→ Selected text
━━━━━━━━━━━━━━━━━━━━

What is Palpitation?
Palpitation is a feeling of awareness of your own heart beat.
It is usually described as heart rate being either too fast (racing), too slow or a sensation of missing a beat.
Types of palpitations?
Normal (Benign) -
These palpitations occur as a response to physical or mental stress like exercise, fever, pain, fear, anxiety etc.
They are harmless and settle on their own once the precipitating factors disappear. They do not require any medical treatment.
These palpitations occur due to some underlying abnormality in either the structure of heart or the beating of heart.
These can be dangerous and at times life threatening. They may or may not settle on their own and require some medical treatment.
Warning signs that suggest palpitations are abnormal?
Palpitations are abnormal if they are associated with chest heaviness, chest pain, uneasiness, sweating, weakness, giddiness, feeling of black out, fainting, nausea, vomiting, seizures.
Palpitations are more likely to be abnormal In people who have some existing heart disease and these patients should report to their doctor at the earliest.
What to do during palpitations?
Call for help. (If u are alone avoid driving, use a taxi or auto) Go to your nearest hospital/doctor and try to get an ECG during the palpitations. If you are helping someone having palpitations, if they faint, call for help, start CPR if they remain unresponsive and take them to the nearest hospita
Which doctor can treat palpitations?
Doctors who specialise in the treatment of palpitations are called Electrophysiologists.
They specialise in heart rhythm and are capable of performing a variety of complex tests to identify and treat different types of palpitations.
Which investigations are used to diagnose palpitations?
ECG - Taken during palpitations and when the patient is normal is a very helpful tool.
Holter - Externally applied recorder which continuously records heart rhythm for 24 hrs.
ELR - Extended looper recorder, is like holter, but it records rhythm for longer durations.
ILR - Internal loop recorde is attached within the body for recording rhythm for long duration.

━━━━━━━━━━━━━━━━━━━━

→ Records
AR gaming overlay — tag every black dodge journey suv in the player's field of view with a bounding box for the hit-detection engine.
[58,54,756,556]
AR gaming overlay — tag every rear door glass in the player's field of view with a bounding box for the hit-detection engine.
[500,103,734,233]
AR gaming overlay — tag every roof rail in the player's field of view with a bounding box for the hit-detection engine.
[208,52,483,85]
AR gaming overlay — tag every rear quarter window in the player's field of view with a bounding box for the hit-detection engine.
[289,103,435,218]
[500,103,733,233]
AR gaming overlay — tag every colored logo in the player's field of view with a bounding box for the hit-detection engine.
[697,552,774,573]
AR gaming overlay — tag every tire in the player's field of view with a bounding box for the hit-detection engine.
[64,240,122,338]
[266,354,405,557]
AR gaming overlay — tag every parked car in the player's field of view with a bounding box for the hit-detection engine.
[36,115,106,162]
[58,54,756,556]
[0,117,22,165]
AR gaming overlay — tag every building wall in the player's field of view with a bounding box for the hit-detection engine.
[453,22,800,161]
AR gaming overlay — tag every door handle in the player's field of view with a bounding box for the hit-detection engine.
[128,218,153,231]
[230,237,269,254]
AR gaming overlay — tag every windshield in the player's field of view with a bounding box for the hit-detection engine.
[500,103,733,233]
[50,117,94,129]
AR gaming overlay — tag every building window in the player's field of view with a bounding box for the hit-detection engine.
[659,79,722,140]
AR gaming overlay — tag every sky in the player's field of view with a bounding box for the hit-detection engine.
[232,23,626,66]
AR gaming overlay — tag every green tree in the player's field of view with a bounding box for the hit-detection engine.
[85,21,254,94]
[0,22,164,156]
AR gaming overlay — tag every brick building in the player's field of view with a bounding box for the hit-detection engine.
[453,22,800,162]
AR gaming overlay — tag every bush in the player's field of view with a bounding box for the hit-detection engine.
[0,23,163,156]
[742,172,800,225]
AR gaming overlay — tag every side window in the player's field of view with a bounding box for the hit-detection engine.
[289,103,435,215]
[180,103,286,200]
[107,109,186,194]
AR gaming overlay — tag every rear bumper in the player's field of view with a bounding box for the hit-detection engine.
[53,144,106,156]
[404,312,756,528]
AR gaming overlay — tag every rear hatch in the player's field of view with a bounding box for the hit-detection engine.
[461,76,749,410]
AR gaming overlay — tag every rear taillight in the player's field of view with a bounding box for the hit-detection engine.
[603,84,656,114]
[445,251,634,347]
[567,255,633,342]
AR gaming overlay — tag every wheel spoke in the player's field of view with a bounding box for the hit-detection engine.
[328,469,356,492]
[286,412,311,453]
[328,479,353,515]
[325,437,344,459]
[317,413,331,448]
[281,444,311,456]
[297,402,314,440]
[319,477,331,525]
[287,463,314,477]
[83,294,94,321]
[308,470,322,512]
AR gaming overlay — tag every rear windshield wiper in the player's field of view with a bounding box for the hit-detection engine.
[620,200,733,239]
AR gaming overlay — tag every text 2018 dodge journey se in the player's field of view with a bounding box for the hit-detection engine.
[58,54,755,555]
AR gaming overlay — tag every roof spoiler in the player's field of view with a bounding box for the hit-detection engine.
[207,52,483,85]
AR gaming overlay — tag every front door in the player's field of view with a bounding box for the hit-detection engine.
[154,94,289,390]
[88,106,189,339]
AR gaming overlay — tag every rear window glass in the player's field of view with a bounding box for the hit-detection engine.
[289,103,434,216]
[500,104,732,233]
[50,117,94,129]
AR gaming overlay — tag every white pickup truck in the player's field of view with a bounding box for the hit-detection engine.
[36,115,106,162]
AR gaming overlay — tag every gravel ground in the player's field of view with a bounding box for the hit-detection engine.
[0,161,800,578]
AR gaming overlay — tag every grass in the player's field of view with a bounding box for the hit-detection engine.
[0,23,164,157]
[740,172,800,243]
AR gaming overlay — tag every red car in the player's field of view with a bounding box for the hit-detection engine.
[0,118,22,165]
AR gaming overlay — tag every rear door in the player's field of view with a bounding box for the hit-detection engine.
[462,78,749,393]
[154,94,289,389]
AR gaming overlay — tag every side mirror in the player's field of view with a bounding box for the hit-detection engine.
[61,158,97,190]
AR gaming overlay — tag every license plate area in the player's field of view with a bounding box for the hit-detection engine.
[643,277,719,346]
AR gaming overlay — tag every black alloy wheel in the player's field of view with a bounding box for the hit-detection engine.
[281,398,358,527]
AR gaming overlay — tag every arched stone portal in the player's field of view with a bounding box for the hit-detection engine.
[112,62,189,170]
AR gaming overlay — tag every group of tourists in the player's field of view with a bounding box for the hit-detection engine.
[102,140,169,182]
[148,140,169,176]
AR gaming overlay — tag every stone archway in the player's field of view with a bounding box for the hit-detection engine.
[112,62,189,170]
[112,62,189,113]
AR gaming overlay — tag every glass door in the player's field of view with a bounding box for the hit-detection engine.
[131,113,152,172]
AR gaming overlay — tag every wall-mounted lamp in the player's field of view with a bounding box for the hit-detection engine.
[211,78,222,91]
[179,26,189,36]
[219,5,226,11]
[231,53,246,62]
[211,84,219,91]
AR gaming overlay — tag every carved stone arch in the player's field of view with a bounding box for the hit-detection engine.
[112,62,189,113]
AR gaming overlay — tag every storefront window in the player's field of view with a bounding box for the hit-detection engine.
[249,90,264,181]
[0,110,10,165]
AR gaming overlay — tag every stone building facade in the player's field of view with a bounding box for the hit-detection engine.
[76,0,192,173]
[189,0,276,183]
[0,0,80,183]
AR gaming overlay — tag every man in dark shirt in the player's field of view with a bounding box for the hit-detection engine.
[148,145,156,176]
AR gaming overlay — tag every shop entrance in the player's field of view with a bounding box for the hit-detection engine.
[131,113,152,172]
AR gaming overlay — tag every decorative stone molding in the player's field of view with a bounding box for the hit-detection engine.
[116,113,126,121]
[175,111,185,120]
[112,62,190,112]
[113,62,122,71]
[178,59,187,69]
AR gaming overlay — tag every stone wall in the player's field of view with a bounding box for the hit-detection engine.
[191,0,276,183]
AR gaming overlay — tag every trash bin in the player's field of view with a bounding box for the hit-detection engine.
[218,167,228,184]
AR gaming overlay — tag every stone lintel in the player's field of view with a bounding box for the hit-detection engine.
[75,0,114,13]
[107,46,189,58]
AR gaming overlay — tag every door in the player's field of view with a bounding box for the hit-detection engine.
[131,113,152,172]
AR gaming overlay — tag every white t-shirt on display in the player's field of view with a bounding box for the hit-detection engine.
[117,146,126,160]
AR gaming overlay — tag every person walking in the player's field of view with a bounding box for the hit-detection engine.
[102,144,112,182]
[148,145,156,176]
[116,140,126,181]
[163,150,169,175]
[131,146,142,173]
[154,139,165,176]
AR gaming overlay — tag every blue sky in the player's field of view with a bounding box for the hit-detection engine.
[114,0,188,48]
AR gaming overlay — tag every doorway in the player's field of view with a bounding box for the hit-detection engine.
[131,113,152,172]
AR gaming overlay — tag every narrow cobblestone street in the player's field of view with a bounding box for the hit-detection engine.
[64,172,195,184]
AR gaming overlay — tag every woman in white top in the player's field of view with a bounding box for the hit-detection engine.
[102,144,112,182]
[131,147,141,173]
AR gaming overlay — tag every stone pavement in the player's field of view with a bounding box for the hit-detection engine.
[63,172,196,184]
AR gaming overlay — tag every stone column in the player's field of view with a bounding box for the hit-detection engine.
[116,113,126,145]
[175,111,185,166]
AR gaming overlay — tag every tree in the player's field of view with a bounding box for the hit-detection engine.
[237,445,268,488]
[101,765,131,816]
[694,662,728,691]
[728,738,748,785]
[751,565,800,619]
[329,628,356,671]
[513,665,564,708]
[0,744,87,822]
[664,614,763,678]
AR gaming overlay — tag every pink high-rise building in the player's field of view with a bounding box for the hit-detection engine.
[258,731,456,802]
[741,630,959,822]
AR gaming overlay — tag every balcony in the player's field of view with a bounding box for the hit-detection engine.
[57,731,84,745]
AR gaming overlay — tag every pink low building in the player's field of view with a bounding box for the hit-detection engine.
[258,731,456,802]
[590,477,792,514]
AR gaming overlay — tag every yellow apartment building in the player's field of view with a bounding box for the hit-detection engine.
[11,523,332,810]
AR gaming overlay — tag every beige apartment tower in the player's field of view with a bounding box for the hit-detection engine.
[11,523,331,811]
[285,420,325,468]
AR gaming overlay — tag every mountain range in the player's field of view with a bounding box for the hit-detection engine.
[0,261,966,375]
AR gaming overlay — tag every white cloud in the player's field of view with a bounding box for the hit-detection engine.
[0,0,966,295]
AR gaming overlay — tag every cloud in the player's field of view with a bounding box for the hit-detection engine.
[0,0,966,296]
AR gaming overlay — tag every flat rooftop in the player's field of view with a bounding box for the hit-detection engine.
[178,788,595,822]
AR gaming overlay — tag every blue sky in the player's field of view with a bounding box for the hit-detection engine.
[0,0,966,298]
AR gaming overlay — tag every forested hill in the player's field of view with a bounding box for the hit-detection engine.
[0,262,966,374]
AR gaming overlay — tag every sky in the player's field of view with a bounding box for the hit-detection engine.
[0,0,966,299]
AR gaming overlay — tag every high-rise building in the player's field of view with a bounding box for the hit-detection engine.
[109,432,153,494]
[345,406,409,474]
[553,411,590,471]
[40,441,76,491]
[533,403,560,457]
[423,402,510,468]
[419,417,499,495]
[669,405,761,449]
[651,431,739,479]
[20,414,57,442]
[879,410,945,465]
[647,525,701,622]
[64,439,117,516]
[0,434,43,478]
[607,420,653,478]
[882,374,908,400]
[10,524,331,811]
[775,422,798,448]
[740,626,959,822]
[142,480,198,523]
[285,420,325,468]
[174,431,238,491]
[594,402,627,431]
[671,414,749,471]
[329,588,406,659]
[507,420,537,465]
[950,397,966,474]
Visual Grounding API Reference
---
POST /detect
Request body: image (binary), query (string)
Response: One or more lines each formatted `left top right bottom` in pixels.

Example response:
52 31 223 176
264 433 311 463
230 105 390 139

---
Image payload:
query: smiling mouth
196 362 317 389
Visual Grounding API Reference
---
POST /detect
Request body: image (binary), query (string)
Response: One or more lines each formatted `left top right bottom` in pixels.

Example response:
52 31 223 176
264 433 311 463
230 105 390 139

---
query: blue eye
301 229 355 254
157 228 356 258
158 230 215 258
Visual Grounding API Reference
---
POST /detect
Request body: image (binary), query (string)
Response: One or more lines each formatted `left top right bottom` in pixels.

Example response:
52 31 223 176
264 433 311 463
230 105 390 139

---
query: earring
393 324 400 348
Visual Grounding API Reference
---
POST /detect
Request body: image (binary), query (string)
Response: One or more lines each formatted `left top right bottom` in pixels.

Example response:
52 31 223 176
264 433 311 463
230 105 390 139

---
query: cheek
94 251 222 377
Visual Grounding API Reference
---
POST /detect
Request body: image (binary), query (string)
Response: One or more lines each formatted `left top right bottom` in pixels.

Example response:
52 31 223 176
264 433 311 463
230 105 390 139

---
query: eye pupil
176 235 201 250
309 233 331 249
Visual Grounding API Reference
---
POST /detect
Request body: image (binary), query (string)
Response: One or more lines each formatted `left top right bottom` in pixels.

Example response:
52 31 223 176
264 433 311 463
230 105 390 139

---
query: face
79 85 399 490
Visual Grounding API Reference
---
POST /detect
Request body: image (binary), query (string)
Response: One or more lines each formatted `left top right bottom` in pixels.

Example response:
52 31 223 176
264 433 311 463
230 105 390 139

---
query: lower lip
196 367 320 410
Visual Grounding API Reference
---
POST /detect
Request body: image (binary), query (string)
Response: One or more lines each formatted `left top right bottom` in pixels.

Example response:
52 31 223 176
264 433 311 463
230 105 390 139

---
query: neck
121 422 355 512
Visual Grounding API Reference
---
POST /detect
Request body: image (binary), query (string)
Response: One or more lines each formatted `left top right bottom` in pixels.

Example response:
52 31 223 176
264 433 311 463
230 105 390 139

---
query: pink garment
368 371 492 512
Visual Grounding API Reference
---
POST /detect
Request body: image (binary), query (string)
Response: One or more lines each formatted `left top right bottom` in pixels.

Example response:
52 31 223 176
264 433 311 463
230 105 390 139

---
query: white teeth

━━━━━━━━━━━━━━━━━━━━

→ Task list
**a.** In the text on palpitations, what are doctors who specialize in treating palpitations called?
**b.** Decide whether each statement agrees with the text on palpitations, answering yes or no and quoting the deciding words: (i) Benign palpitations need medical treatment. (ii) A Holter records heart rhythm for 24 hours. (iii) An ELR records rhythm for shorter durations than a Holter.
**c.** Continue the text on palpitations from its last sentence.

→ Answers below
**a.** Electrophysiologists.

**b.**
(i) No: "They do not require any medical treatment."
(ii) Yes: "continuously records heart rhythm for 24 hrs."
(iii) No: "it records rhythm for longer durations."

**c.**
EPS - Electrophysiology study, is the most sure shot test to diagnose, identify and treat
What is EPS?
EPS stands for Electrophysiology study. By this test a trained electro-physiologist studies the conduction and formation system of heart beat, to understand the source, cause and type of palpitation.
It is a simple and safe procedure of 2-3 hours and can be done as a day care procedure (by admitting the patient for a few hours in hospital, with discharge on same day).
It requires fasting for 4 hrs, some standard blood investigations and is done with local anaesthesia and if required it can be combined with treatment like ablation in the same sitting.
In the procedure electro-physiologist take catheters into your heart to study and stimulate the palpitations and understand them. Once found they can use various techniques to stop the palpitations, the techniques are called Ablation.
What are the treatment options available for palpitations?
There are many options depending upon the nature of palpitations and condition of the patient -
Cardioversion - where either a drug or electric shock is given to stop palpitations immediately.
Ablations using many sophisticated computer softwares
Device Therapy like ICD (Internal cardiac defibrillator)
Combination of all the above therapies.
Your Electrophysiologist and you as a team can make a choice about the options that will be best for you.